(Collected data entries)
========================

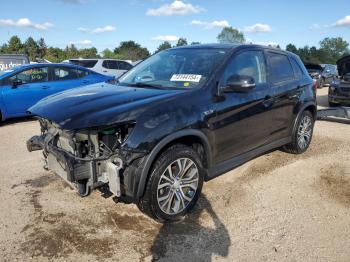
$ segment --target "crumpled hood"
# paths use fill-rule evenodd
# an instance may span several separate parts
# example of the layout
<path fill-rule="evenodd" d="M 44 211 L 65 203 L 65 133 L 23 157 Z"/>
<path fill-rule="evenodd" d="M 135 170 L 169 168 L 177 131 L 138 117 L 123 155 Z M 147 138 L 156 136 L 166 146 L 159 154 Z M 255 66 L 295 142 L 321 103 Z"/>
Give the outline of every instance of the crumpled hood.
<path fill-rule="evenodd" d="M 135 120 L 148 106 L 181 92 L 100 83 L 48 96 L 28 111 L 75 130 Z"/>

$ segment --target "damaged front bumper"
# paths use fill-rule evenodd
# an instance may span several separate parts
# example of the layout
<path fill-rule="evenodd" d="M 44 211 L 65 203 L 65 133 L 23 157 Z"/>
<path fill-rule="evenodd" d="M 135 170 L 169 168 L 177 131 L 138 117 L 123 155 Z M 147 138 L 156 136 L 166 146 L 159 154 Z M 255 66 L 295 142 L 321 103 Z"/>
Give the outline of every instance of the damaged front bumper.
<path fill-rule="evenodd" d="M 142 159 L 144 153 L 124 152 L 120 146 L 114 145 L 117 142 L 113 137 L 103 137 L 102 142 L 95 131 L 67 134 L 58 127 L 47 125 L 42 124 L 40 136 L 33 136 L 27 141 L 29 152 L 43 151 L 46 169 L 74 186 L 81 196 L 108 185 L 109 191 L 117 197 L 133 197 L 137 181 L 134 171 L 137 168 L 132 168 L 132 162 Z M 114 134 L 108 134 L 111 135 Z M 108 141 L 113 141 L 113 146 Z"/>

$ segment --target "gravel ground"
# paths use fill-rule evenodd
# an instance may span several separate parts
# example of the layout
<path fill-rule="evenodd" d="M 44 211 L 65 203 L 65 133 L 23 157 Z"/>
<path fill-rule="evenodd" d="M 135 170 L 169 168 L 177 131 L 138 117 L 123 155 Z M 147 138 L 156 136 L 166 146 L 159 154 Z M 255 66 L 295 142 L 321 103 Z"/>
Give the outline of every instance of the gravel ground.
<path fill-rule="evenodd" d="M 206 183 L 173 225 L 99 191 L 78 197 L 27 152 L 38 131 L 32 120 L 0 127 L 2 261 L 350 260 L 350 125 L 317 122 L 304 155 L 277 150 Z"/>

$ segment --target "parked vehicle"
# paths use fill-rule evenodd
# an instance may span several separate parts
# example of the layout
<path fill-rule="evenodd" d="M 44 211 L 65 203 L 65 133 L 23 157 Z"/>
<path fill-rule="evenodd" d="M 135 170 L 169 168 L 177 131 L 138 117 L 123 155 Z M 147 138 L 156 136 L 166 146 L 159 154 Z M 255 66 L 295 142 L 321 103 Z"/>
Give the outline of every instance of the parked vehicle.
<path fill-rule="evenodd" d="M 77 88 L 30 112 L 42 134 L 28 150 L 43 150 L 46 167 L 79 194 L 108 184 L 150 217 L 174 221 L 193 208 L 203 181 L 274 148 L 305 152 L 316 96 L 292 53 L 195 45 L 151 56 L 118 88 Z"/>
<path fill-rule="evenodd" d="M 314 79 L 317 88 L 323 86 L 322 71 L 323 67 L 319 64 L 305 64 L 305 68 L 309 73 L 310 77 Z"/>
<path fill-rule="evenodd" d="M 0 71 L 0 120 L 28 115 L 27 109 L 48 95 L 112 79 L 69 64 L 28 64 Z"/>
<path fill-rule="evenodd" d="M 335 65 L 321 64 L 323 71 L 321 74 L 321 87 L 324 85 L 330 85 L 333 80 L 338 78 L 338 70 Z"/>
<path fill-rule="evenodd" d="M 350 105 L 350 56 L 337 61 L 340 79 L 333 81 L 328 90 L 330 106 Z"/>
<path fill-rule="evenodd" d="M 29 64 L 29 58 L 27 55 L 0 55 L 0 71 L 24 64 Z"/>
<path fill-rule="evenodd" d="M 116 78 L 133 67 L 128 61 L 117 59 L 70 59 L 69 63 L 83 66 L 97 73 L 114 76 Z"/>
<path fill-rule="evenodd" d="M 311 78 L 317 81 L 317 87 L 322 88 L 337 79 L 338 71 L 336 66 L 329 64 L 305 64 L 306 70 Z"/>

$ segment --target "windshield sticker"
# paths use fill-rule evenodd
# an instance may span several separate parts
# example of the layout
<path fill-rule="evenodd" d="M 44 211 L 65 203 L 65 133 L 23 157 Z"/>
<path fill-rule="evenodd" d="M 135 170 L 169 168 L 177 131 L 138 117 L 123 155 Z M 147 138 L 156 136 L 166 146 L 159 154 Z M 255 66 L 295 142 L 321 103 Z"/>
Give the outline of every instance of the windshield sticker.
<path fill-rule="evenodd" d="M 185 82 L 184 83 L 184 87 L 189 87 L 190 86 L 190 83 L 189 82 Z"/>
<path fill-rule="evenodd" d="M 171 77 L 170 81 L 176 82 L 196 82 L 198 83 L 202 78 L 202 75 L 191 75 L 191 74 L 175 74 Z"/>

========================

§ The problem
Omit the pictures; set down each record exactly.

§ Task output
$ segment --target "crumpled hood"
# paths use fill-rule evenodd
# an instance may span several separate parts
# example of the layout
<path fill-rule="evenodd" d="M 44 211 L 65 203 L 65 133 L 23 157 Z"/>
<path fill-rule="evenodd" d="M 135 170 L 169 168 L 177 131 L 138 117 L 123 155 Z M 147 138 L 156 136 L 166 146 L 159 154 Z M 255 66 L 295 142 L 321 103 Z"/>
Give the outline of every instance of the crumpled hood.
<path fill-rule="evenodd" d="M 135 120 L 148 106 L 181 92 L 100 83 L 48 96 L 28 111 L 75 130 Z"/>

$ segment --target "damaged front bumper"
# paths use fill-rule evenodd
# an instance may span several separate parts
# example of the layout
<path fill-rule="evenodd" d="M 44 211 L 65 203 L 65 133 L 23 157 Z"/>
<path fill-rule="evenodd" d="M 135 170 L 169 168 L 177 131 L 138 117 L 123 155 Z M 147 138 L 156 136 L 166 146 L 159 154 Z M 255 66 L 295 142 L 321 103 Z"/>
Give the outline of every instance of the damaged front bumper.
<path fill-rule="evenodd" d="M 142 159 L 144 153 L 124 152 L 120 146 L 114 145 L 117 142 L 113 137 L 103 137 L 102 142 L 95 131 L 67 134 L 58 127 L 47 125 L 42 124 L 40 136 L 33 136 L 27 141 L 29 152 L 43 151 L 46 169 L 74 186 L 81 196 L 108 185 L 109 191 L 117 197 L 133 197 L 137 181 L 134 171 L 137 168 L 132 168 L 132 162 Z M 114 134 L 108 134 L 111 135 Z M 108 141 L 113 141 L 113 146 Z"/>

$ segment --target "gravel ground"
# paths use fill-rule evenodd
# an instance may span several separate parts
# example of the layout
<path fill-rule="evenodd" d="M 44 211 L 65 203 L 65 133 L 23 157 Z"/>
<path fill-rule="evenodd" d="M 135 170 L 169 168 L 177 131 L 138 117 L 123 155 Z M 147 138 L 156 136 L 166 146 L 159 154 Z M 255 66 L 295 142 L 321 103 Z"/>
Give the outline of every instance of the gravel ground.
<path fill-rule="evenodd" d="M 206 183 L 173 225 L 99 191 L 78 197 L 27 152 L 38 131 L 32 120 L 0 127 L 2 261 L 350 260 L 350 125 L 317 122 L 304 155 L 277 150 Z"/>

$ segment --target "parked vehicle"
# paths use fill-rule evenodd
# an instance may span several separate parts
# example of the layout
<path fill-rule="evenodd" d="M 44 211 L 65 203 L 65 133 L 23 157 Z"/>
<path fill-rule="evenodd" d="M 135 170 L 169 168 L 177 131 L 138 117 L 123 155 Z M 147 138 L 156 136 L 166 146 L 159 154 Z M 255 66 L 295 142 L 321 103 Z"/>
Give the outline of every instance of the parked vehicle.
<path fill-rule="evenodd" d="M 77 88 L 30 112 L 42 134 L 28 150 L 43 150 L 46 167 L 79 194 L 108 184 L 150 217 L 174 221 L 193 208 L 203 181 L 274 148 L 305 152 L 316 96 L 292 53 L 195 45 L 151 56 L 118 88 Z"/>
<path fill-rule="evenodd" d="M 314 79 L 317 88 L 323 86 L 322 71 L 323 67 L 319 64 L 305 64 L 305 68 L 309 73 L 310 77 Z"/>
<path fill-rule="evenodd" d="M 0 71 L 0 120 L 28 115 L 27 109 L 48 95 L 112 79 L 69 64 L 28 64 Z"/>
<path fill-rule="evenodd" d="M 335 65 L 321 64 L 323 71 L 321 74 L 321 87 L 324 85 L 330 85 L 333 80 L 338 78 L 338 70 Z"/>
<path fill-rule="evenodd" d="M 350 105 L 350 56 L 337 61 L 340 79 L 333 81 L 328 90 L 330 106 Z"/>
<path fill-rule="evenodd" d="M 29 64 L 29 58 L 27 55 L 0 55 L 0 71 L 24 64 Z"/>
<path fill-rule="evenodd" d="M 116 78 L 133 67 L 128 61 L 117 59 L 70 59 L 69 63 L 83 66 L 97 73 L 114 76 Z"/>
<path fill-rule="evenodd" d="M 311 78 L 317 81 L 317 87 L 322 88 L 337 79 L 338 71 L 336 66 L 329 64 L 305 64 L 306 70 Z"/>

$ segment --target "windshield sticker"
# paths use fill-rule evenodd
# an instance may span several separate parts
# example of the layout
<path fill-rule="evenodd" d="M 44 211 L 65 203 L 65 133 L 23 157 Z"/>
<path fill-rule="evenodd" d="M 135 170 L 169 168 L 177 131 L 138 117 L 123 155 Z M 147 138 L 156 136 L 166 146 L 159 154 Z M 255 66 L 295 142 L 321 103 Z"/>
Give the outline of every instance of the windshield sticker.
<path fill-rule="evenodd" d="M 185 82 L 184 83 L 184 87 L 189 87 L 190 86 L 190 83 L 189 82 Z"/>
<path fill-rule="evenodd" d="M 171 77 L 170 81 L 176 82 L 196 82 L 198 83 L 202 78 L 202 75 L 191 75 L 191 74 L 175 74 Z"/>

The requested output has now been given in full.